Supported Embedding Providers

ProviderFrom FormatStatus
OpenAIopenai:text-embedding-3-largeRelease Candidate
HuggingFacehuggingface:huggingface.co/sentence-transformers/all-MiniLM-L6-v2Release Candidate
Local filefile:model.safetensorsRelease Candidate
Azure OpenAIazure:my-deploymentAlpha
Google AIgoogle:text-embedding-004Alpha
Amazon Bedrockbedrock:amazon.titan-embed-text-v1Alpha
Databricksdatabricks:endpointAlpha
Model2Vecmodel2vec:model-nameAlpha

2. Configure Dataset Columns for Embeddings

datasets:
  - from: postgres:documents
    name: docs
    acceleration:
      enabled: true
    columns:
      - name: content
        embeddings:
          - from: local_embeddings
            row_id: id
            chunking:
              enabled: true
              target_chunk_size: 512
              overlap_size: 64

Embedding Methods

MethodDescriptionWhen to Use
AcceleratedPrecomputed and storedFaster queries, frequently searched datasets
JIT (Just-in-Time)Computed at query time (no acceleration)Large or rarely queried datasets
PassthroughPre-existing embeddings used directlySource already has <col>_embedding columns

3. Query via HTTP API

curl -X POST http://localhost:8090/v1/search \
  -H 'Content-Type: application/json' \
  -d '{
    "datasets": ["docs"],
    "text": "cutting edge AI",
    "where": "author=\"jeadie\"",
    "additional_columns": ["title", "state"],
    "limit": 5
  }'
FieldRequiredDescription
textYesSearch text
datasetsNoDatasets to search (null = all searchable)
additional_columnsNoExtra columns to return
whereNoSQL filter predicate
limitNoMax results per dataset

To retrieve full documents (not just chunks), include the embedding column name in additional_columns.

4. Query via SQL UDTF

SELECT id, title, score
FROM vector_search(docs, 'cutting edge AI')
WHERE state = 'Open'
ORDER BY score DESC
LIMIT 5;

vector_search signature:

vector_search(
  table STRING,          -- Dataset name (required)
  query STRING,          -- Search text (required)
  col STRING,            -- Column (optional if single embedding column)
  limit INTEGER,         -- Max results (default: 1000)
  include_score BOOLEAN  -- Include score column (default: TRUE)
) RETURNS TABLE

Limitation: vector_search UDTF does not yet support chunked embedding columns. Use the HTTP API for chunked data.

Set Up Full-Text Search

Full-text search uses BM25 scoring (powered by Tantivy) for keyword relevance ranking.

Items stored from a collection
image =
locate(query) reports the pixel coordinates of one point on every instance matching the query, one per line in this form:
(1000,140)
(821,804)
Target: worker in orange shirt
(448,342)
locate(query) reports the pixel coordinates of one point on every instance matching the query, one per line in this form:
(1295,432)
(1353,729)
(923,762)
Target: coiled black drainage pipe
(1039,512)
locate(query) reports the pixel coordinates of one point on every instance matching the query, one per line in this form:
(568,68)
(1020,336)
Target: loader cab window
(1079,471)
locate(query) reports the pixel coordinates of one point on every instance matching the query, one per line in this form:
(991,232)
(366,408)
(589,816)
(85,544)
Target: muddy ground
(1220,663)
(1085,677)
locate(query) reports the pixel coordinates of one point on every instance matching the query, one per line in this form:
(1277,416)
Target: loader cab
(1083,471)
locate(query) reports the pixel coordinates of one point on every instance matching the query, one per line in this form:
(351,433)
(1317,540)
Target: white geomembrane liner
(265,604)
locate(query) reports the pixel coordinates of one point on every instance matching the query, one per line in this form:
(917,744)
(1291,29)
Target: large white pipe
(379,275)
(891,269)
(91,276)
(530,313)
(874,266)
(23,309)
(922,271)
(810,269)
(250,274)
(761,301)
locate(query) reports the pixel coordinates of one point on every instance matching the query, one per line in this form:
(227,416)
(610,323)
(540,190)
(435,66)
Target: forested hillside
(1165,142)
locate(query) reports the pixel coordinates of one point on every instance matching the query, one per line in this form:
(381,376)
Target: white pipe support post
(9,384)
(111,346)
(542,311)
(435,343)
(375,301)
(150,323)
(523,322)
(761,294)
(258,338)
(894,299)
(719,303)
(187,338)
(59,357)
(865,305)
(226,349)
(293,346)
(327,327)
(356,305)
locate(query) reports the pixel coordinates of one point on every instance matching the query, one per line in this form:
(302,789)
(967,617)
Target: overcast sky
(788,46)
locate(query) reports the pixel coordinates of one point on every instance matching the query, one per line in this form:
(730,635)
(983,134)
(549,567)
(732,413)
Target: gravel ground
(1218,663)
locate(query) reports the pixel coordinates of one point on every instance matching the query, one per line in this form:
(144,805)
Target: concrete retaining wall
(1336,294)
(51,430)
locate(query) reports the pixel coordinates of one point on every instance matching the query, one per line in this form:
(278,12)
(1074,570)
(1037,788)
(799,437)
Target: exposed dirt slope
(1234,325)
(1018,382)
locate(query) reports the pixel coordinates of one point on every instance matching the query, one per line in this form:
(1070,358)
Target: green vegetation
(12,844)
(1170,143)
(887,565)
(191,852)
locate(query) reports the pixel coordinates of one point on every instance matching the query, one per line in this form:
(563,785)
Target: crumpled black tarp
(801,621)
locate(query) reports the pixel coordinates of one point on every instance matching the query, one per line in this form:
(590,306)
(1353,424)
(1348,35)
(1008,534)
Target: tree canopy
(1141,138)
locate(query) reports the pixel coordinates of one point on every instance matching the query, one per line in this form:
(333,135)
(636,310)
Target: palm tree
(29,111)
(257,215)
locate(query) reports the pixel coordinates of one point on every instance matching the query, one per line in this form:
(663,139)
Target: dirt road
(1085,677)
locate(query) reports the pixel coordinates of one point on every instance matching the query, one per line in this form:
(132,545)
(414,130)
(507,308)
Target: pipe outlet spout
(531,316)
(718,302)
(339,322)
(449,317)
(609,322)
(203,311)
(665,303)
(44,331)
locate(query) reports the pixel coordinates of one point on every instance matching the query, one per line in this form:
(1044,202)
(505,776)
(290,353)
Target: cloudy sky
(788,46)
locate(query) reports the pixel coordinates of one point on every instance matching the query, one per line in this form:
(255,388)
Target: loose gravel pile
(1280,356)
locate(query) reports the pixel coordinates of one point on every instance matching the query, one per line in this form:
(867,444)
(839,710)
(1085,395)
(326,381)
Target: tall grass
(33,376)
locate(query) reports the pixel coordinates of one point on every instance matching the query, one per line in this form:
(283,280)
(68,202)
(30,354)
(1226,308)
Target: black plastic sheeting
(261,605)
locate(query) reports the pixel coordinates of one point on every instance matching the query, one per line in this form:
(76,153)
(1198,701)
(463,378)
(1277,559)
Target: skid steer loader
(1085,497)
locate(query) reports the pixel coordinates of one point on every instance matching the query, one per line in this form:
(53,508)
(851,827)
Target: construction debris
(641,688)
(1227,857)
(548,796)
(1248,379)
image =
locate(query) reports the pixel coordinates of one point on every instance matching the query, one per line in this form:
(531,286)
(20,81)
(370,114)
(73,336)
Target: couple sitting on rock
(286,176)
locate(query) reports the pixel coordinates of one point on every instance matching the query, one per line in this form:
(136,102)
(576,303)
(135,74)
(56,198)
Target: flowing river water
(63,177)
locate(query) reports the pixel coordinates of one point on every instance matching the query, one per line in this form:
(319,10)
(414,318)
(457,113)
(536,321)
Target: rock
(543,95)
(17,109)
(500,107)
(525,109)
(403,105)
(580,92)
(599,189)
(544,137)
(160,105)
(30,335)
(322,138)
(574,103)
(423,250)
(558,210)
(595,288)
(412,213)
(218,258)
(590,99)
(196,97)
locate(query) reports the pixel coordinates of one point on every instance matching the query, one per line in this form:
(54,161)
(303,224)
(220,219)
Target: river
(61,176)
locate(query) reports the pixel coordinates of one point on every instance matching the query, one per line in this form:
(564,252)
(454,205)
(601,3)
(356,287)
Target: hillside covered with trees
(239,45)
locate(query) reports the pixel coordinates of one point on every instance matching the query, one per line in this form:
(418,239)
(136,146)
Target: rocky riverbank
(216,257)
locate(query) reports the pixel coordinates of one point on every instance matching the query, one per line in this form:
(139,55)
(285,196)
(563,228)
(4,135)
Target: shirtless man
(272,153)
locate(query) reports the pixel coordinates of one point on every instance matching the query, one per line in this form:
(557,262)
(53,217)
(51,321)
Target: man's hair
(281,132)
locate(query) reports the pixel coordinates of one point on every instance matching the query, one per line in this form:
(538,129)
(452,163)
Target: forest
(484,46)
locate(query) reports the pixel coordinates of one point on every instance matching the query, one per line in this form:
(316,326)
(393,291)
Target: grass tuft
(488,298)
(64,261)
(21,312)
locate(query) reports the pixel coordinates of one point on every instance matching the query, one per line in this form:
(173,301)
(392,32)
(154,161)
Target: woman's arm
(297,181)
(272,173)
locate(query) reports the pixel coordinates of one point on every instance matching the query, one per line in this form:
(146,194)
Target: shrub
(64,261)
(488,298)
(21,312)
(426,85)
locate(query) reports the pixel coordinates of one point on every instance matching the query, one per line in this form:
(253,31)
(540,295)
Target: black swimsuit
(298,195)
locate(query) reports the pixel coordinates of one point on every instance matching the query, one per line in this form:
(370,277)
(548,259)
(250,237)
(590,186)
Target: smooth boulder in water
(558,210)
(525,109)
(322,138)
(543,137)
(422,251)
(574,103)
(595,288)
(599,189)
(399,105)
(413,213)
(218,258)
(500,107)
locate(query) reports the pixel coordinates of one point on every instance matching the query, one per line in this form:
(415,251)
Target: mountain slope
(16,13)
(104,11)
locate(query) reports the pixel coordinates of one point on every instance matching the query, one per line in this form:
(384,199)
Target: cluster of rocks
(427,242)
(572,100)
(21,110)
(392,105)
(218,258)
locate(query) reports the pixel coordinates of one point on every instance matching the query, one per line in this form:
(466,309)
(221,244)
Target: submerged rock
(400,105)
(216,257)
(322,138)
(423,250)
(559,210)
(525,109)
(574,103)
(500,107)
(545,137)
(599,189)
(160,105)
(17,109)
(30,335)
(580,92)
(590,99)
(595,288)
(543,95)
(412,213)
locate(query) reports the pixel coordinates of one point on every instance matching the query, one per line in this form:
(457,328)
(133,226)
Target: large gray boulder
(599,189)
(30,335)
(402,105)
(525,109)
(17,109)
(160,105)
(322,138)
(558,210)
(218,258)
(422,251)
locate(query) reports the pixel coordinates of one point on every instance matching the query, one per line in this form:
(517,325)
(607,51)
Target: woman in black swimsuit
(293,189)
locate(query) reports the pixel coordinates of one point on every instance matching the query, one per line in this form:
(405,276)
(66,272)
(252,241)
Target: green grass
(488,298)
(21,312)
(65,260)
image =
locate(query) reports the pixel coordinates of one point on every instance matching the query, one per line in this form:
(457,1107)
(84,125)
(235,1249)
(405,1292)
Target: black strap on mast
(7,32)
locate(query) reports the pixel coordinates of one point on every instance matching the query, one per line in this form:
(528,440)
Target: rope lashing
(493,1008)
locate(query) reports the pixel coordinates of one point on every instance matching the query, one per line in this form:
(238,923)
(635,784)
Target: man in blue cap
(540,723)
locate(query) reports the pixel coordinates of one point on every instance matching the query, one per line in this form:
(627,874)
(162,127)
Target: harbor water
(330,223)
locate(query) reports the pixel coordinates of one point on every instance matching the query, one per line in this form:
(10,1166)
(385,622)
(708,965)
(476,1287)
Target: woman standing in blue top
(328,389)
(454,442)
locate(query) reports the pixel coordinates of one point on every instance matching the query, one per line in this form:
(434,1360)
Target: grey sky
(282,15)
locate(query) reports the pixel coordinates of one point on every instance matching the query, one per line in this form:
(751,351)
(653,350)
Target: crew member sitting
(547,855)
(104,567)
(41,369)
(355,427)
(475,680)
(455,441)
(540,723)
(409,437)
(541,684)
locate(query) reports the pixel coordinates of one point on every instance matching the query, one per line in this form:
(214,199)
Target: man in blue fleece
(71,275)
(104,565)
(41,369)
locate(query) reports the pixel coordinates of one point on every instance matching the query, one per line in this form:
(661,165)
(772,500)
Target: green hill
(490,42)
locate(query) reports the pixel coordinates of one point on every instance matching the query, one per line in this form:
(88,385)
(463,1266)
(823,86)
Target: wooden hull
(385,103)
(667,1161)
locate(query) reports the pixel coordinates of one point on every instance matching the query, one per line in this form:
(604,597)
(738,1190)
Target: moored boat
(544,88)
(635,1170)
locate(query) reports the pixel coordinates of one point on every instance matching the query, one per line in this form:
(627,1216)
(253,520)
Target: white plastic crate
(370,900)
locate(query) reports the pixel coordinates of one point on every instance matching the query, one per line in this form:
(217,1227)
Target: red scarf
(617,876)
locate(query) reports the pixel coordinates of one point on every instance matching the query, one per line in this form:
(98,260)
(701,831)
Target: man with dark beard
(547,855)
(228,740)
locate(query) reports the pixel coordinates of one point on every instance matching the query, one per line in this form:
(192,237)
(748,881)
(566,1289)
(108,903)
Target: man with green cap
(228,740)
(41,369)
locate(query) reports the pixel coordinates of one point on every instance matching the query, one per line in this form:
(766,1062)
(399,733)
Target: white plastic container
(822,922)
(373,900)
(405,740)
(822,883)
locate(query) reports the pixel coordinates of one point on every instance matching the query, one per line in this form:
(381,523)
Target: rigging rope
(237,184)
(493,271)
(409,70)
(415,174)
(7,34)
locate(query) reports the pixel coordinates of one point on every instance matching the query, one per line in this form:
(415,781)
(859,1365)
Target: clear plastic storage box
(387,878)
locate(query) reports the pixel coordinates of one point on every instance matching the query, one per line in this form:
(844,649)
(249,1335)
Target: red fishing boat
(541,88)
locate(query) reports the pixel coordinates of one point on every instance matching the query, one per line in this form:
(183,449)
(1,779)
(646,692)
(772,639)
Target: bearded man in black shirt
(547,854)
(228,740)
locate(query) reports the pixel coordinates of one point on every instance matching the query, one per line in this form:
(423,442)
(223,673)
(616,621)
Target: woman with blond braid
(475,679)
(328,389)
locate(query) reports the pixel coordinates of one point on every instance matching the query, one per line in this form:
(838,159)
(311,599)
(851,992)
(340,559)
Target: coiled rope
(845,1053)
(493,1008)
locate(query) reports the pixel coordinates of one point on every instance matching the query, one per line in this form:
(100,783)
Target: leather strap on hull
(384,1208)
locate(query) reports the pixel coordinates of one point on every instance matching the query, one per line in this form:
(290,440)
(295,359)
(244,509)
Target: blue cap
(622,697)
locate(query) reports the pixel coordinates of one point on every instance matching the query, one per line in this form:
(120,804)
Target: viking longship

TASKS FOR THIS EXERCISE
A - Rewrite the paragraph in the search guide that begins "Limitation: vector_search UDTF" as a two-item list, and keep its main facts.
B - What default value does the search guide give for the limit parameter of vector_search?
The data is not needed for this work.

ANSWERS FOR THIS EXERCISE
A -
- The vector_search UDTF does not yet support chunked embedding columns.
- Chunked data should be queried through the HTTP API instead.

B - The default is 1000.